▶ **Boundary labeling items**
>>>>>

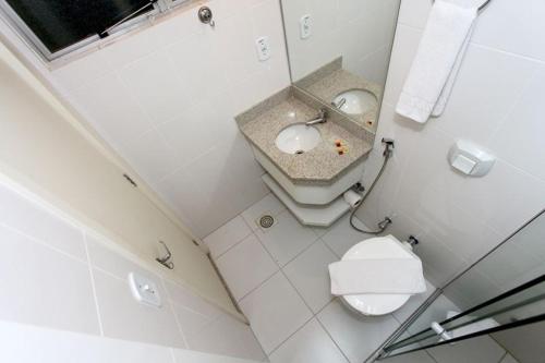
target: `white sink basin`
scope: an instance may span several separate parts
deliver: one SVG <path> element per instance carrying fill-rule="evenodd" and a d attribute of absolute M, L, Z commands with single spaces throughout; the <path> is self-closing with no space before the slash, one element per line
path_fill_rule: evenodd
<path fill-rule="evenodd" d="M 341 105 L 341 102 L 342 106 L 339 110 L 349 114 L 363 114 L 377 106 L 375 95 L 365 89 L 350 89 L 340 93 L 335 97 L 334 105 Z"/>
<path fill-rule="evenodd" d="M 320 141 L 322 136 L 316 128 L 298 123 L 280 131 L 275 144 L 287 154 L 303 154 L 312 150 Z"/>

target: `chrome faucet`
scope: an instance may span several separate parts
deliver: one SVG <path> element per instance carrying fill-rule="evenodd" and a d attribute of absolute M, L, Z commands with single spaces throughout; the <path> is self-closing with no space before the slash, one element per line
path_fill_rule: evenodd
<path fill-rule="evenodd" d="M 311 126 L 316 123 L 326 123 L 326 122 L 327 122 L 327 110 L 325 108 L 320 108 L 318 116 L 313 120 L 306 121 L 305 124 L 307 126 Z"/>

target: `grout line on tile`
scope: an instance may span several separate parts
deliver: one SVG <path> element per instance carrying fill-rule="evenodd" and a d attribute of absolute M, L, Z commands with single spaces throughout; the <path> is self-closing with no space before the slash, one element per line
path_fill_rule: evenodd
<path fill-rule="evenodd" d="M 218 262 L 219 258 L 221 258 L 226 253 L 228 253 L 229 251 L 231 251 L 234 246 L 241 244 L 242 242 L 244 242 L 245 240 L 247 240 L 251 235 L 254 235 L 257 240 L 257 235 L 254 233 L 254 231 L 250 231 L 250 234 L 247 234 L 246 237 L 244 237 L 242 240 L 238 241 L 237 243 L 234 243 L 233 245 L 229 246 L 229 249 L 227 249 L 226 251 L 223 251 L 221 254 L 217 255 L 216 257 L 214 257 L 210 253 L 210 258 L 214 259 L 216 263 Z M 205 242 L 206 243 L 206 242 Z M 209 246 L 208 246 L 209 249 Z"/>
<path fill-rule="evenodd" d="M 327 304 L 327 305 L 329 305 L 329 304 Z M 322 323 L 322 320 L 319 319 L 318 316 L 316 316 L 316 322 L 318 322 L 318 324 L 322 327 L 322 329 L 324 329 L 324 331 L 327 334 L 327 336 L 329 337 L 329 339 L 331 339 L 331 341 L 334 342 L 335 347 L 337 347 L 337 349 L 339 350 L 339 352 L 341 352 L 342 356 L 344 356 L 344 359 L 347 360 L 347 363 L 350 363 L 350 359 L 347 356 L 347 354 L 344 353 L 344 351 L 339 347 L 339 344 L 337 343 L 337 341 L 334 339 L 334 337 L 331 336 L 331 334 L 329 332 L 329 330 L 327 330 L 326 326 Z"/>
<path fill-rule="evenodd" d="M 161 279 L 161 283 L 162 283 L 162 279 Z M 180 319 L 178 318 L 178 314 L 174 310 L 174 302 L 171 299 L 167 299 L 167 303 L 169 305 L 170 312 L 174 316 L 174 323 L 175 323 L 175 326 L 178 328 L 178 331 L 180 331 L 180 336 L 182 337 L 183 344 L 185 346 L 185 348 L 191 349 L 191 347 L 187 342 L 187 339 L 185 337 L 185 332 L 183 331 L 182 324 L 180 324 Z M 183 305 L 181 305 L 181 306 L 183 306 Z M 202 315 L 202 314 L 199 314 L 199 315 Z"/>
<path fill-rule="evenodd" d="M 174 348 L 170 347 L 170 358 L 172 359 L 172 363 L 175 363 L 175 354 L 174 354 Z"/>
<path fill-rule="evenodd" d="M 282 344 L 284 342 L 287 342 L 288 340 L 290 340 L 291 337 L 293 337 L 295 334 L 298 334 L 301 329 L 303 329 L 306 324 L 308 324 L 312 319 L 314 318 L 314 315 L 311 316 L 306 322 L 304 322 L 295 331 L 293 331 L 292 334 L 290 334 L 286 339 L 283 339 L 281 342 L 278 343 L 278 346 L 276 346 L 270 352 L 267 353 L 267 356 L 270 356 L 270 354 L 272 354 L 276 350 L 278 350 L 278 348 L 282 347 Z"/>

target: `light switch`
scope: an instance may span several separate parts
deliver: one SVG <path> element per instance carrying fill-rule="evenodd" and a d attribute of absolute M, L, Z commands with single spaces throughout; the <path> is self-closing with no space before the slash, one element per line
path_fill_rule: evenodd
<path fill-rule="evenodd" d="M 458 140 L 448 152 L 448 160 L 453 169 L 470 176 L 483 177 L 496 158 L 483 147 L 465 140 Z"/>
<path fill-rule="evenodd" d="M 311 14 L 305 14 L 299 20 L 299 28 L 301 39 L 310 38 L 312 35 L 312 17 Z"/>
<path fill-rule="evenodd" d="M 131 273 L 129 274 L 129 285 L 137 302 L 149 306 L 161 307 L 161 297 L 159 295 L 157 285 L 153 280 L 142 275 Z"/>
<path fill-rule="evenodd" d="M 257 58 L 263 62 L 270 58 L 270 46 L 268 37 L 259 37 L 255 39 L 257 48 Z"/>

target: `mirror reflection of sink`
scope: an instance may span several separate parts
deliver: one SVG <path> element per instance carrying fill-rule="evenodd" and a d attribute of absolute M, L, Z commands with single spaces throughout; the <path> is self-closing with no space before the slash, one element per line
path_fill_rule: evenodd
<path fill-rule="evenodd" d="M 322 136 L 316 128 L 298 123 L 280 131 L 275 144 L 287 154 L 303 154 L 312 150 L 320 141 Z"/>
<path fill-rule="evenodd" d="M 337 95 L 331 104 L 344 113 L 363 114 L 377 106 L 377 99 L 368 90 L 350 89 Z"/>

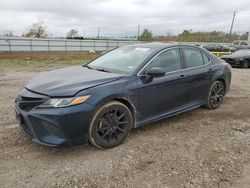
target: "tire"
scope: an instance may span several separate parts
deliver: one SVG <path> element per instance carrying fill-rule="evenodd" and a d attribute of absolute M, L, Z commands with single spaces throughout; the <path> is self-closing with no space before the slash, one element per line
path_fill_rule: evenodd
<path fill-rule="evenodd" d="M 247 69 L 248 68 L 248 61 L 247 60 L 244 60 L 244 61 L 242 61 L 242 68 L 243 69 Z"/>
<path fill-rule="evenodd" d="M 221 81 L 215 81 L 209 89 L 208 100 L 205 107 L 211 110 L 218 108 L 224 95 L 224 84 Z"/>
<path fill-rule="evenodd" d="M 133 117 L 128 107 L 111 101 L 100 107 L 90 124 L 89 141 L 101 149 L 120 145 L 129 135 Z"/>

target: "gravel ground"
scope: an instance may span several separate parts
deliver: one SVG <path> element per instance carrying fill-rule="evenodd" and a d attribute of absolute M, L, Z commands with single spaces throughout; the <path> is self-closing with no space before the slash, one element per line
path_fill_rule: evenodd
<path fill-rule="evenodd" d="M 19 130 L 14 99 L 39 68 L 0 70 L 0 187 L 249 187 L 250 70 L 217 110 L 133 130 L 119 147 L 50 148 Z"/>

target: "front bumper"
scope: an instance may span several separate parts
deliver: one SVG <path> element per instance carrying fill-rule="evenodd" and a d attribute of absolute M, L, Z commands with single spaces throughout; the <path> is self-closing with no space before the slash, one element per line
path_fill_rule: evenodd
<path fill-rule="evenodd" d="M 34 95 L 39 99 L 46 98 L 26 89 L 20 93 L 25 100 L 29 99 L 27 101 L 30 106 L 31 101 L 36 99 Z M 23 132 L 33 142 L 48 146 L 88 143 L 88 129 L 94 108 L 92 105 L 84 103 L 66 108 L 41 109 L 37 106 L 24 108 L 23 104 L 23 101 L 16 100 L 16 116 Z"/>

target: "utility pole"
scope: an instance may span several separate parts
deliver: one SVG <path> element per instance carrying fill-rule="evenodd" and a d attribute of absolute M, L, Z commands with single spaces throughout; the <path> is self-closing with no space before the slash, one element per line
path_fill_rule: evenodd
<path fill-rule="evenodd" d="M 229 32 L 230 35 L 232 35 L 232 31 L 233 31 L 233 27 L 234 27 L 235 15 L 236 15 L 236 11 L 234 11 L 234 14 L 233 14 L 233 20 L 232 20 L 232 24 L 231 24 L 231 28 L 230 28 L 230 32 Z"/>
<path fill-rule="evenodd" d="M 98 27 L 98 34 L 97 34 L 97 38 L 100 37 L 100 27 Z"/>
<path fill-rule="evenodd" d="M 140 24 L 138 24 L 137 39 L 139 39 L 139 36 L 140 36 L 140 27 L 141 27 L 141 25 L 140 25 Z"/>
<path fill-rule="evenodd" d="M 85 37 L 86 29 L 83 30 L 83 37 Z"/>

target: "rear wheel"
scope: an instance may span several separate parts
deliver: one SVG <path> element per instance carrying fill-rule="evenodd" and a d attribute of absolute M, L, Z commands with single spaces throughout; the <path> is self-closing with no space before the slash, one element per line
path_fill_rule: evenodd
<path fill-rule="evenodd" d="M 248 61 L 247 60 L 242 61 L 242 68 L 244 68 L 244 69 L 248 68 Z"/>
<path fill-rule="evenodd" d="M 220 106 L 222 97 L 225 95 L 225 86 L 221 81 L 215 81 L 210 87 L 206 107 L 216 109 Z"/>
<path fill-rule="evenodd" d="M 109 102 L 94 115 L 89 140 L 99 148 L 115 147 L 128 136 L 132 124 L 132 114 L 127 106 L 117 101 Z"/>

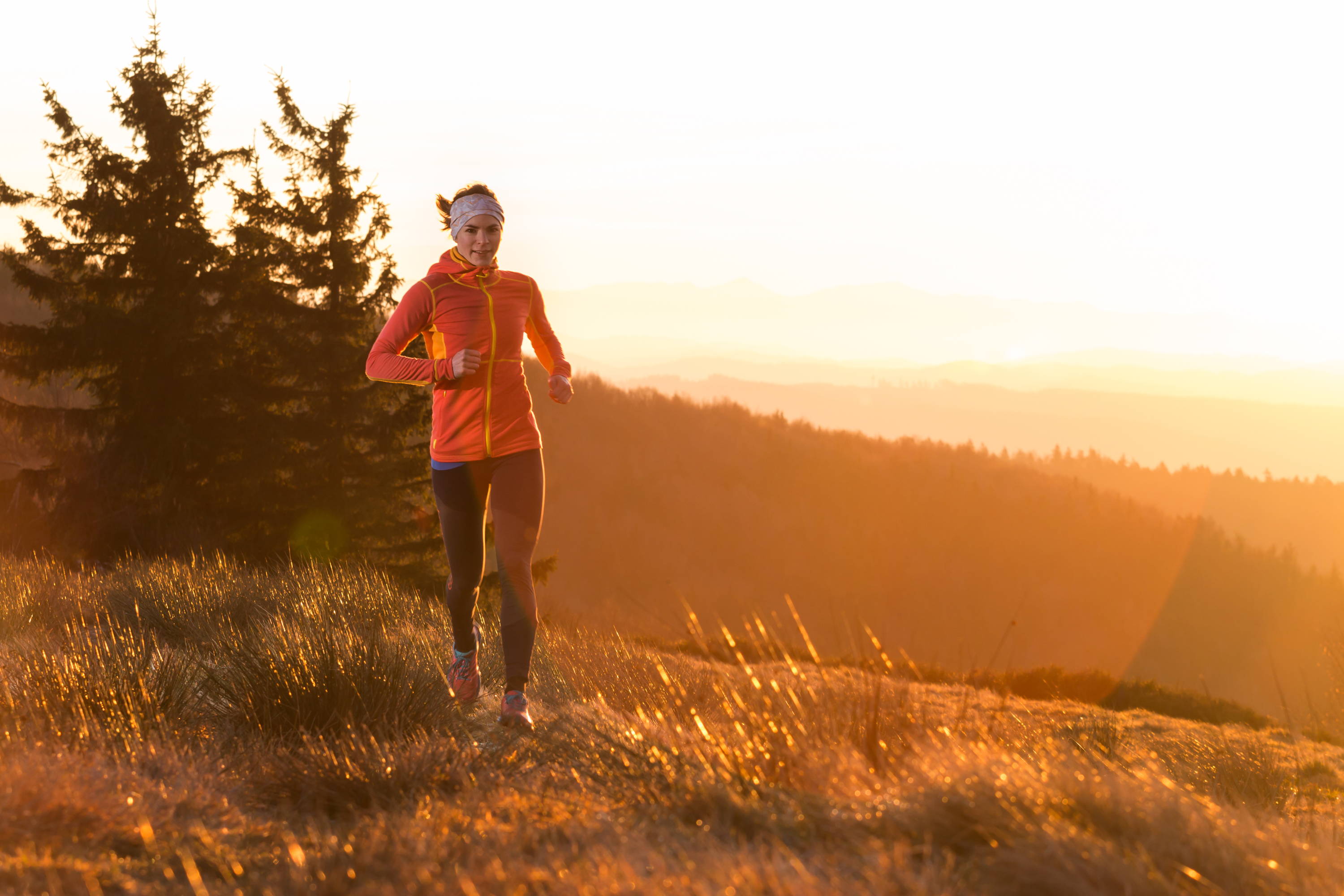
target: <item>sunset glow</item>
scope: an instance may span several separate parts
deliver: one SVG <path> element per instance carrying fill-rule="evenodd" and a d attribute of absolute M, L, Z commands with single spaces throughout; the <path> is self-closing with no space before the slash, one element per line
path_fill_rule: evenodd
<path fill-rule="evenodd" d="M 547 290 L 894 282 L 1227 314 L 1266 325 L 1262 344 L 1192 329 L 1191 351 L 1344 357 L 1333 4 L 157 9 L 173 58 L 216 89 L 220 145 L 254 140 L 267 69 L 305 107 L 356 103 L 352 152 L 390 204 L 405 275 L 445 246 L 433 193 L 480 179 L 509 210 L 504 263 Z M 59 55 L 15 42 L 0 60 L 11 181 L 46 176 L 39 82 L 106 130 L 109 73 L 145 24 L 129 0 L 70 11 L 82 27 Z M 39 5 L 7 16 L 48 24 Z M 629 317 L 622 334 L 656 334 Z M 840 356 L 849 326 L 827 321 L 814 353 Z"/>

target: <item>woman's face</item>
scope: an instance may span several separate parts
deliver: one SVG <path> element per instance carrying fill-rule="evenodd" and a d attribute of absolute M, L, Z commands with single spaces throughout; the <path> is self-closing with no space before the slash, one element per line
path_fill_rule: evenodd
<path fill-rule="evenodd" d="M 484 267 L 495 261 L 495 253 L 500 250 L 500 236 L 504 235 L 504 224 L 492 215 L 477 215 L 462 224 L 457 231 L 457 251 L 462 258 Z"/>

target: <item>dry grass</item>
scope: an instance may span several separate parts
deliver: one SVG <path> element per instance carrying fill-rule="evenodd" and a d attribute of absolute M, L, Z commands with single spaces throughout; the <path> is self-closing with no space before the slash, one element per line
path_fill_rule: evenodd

<<<<<

▶ **EXERCISE OBJECTIVE**
Scale the material from the line with "target: <item>sunset glow</item>" up to and including the line with "547 290 L 894". Write those lines out again, requests included, with every coordinate in the path outlines multiplied by 1.3 and rounded to a whole number (halves round up), and return only those lines.

▶ **WORKED ANSWER**
target: <item>sunset glow</item>
scope: an instance may span several separate parts
deliver: one SVG <path> element per instance carrying fill-rule="evenodd" and a d attribute of absolute M, L, Z commands with single spaces throughout; the <path> is self-closing with no space before the slash, one element per line
path_fill_rule: evenodd
<path fill-rule="evenodd" d="M 711 377 L 1162 367 L 1595 408 L 1646 423 L 1641 447 L 1550 428 L 1548 456 L 1747 464 L 1733 5 L 204 12 L 225 75 L 281 116 L 286 189 L 330 182 L 347 90 L 397 139 L 463 134 L 458 198 L 507 265 L 527 358 L 579 320 L 563 251 L 624 233 L 662 273 L 655 342 Z M 77 72 L 20 55 L 0 78 L 14 235 L 60 229 L 51 107 L 138 169 L 142 95 L 189 31 L 168 0 L 91 14 L 107 35 Z M 51 7 L 9 21 L 62 31 Z M 818 412 L 809 434 L 853 434 Z M 1092 463 L 1104 424 L 1075 417 L 1058 459 Z"/>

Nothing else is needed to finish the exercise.